_Problem details_
Answer these questions using the Parkinson's disease abstract below:
1. Which university is listed for the first author?
2. In Parkinson's disease, what is dopamine dysfunction known to impair?
3. What paradigm was used to assess savings and anterograde interference?

Different mechanisms contributing to savings and anterograde interference are impaired in Parkinson’s disease
Front. Hum. Neurosci.. 2013-01-01; 7:
Lire sur PubMed
1. Front Hum Neurosci. 2013 Feb 27;7:55. doi: 10.3389/fnhum.2013.00055. eCollection
Different mechanisms contributing to savings and anterograde interference are
impaired in Parkinson’s disease.
Leow LA(1), de Rugy A, Loftus AM, Hammond G.
(1)School of Psychology, University of Western Australia Crawley, WA, Australia.
Reinforcement and use-dependent plasticity mechanisms have been proposed to be
involved in both savings and anterograde interference in adaptation to a
visuomotor rotation (cf. Huang et al., 2011). In Parkinson’s disease (PD),
dopamine dysfunction is known to impair reinforcement mechanisms, and could also
affect use-dependent plasticity. Here, we assessed savings and anterograde
interference in PD with an A1-B-A2 paradigm in which movement repetition was (1)

_Records provided_

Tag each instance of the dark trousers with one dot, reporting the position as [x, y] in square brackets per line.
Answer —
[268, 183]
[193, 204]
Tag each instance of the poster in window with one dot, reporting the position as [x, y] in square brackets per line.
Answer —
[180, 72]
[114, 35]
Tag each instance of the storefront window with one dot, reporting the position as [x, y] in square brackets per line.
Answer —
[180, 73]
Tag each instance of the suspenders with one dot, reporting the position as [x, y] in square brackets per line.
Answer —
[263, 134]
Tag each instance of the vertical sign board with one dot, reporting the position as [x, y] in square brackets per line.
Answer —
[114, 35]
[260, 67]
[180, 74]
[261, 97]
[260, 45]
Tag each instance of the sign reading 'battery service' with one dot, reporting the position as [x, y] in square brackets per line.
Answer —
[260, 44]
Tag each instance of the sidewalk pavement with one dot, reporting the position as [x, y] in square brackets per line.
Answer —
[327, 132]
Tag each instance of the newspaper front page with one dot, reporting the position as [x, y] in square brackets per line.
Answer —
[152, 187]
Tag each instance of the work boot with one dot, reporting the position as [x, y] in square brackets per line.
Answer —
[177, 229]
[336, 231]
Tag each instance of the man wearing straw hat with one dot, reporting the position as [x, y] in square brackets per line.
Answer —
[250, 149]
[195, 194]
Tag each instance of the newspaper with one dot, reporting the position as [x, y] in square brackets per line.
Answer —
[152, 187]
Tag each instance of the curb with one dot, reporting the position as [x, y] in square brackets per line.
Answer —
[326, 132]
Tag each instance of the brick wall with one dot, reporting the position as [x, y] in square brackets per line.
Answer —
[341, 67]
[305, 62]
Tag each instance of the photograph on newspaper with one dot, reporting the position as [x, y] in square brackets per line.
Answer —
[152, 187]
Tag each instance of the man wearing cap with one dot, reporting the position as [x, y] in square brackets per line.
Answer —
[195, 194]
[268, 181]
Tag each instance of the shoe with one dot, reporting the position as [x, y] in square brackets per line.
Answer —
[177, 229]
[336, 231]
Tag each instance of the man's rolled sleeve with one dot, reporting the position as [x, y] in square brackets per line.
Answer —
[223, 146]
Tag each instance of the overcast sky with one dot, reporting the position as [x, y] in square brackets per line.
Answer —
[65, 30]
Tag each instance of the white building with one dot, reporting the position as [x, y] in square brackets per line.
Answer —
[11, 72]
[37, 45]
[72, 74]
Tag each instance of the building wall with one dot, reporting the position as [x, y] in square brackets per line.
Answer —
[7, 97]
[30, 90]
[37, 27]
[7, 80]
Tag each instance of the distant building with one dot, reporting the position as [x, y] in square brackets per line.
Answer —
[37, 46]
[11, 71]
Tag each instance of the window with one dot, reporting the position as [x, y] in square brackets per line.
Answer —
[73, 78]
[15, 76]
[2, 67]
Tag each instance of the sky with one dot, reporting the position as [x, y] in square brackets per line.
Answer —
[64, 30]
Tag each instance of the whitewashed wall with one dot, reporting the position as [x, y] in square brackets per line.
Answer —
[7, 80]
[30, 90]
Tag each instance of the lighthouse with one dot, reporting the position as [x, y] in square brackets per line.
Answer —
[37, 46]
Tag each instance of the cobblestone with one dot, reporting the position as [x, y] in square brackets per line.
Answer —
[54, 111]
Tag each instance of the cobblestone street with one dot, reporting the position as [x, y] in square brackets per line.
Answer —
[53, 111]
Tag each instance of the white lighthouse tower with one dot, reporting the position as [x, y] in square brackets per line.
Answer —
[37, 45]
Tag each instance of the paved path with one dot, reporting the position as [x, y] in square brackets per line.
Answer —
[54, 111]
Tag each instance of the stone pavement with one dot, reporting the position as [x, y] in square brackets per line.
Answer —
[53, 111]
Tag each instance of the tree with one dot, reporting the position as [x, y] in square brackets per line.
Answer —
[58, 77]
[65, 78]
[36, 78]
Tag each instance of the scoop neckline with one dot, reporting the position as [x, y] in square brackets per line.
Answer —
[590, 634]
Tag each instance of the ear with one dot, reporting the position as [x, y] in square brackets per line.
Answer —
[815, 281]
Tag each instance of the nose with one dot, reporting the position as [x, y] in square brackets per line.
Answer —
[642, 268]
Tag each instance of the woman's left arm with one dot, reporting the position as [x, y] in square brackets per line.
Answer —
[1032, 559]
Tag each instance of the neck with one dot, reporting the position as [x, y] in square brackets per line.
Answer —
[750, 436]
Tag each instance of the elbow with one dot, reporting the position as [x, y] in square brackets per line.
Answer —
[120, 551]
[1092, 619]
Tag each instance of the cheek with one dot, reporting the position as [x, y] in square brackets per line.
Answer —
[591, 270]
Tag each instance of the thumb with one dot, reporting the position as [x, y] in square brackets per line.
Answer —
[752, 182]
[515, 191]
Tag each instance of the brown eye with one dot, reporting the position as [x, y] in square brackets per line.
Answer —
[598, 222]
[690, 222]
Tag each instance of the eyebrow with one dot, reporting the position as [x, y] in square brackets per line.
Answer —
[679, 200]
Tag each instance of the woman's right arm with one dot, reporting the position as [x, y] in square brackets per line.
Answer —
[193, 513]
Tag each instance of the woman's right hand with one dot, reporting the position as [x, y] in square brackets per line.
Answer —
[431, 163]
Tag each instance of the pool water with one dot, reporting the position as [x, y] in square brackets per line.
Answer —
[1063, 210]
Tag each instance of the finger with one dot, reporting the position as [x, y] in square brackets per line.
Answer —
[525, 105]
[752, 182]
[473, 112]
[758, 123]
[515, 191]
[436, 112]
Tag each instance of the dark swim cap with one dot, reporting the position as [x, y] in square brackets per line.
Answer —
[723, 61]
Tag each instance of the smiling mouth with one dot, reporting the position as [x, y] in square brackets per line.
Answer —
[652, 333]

_Response_
1. The University of Western Australia (School of Psychology, Crawley, WA, Australia).
2. Reinforcement mechanisms.
3. An A1-B-A2 paradigm.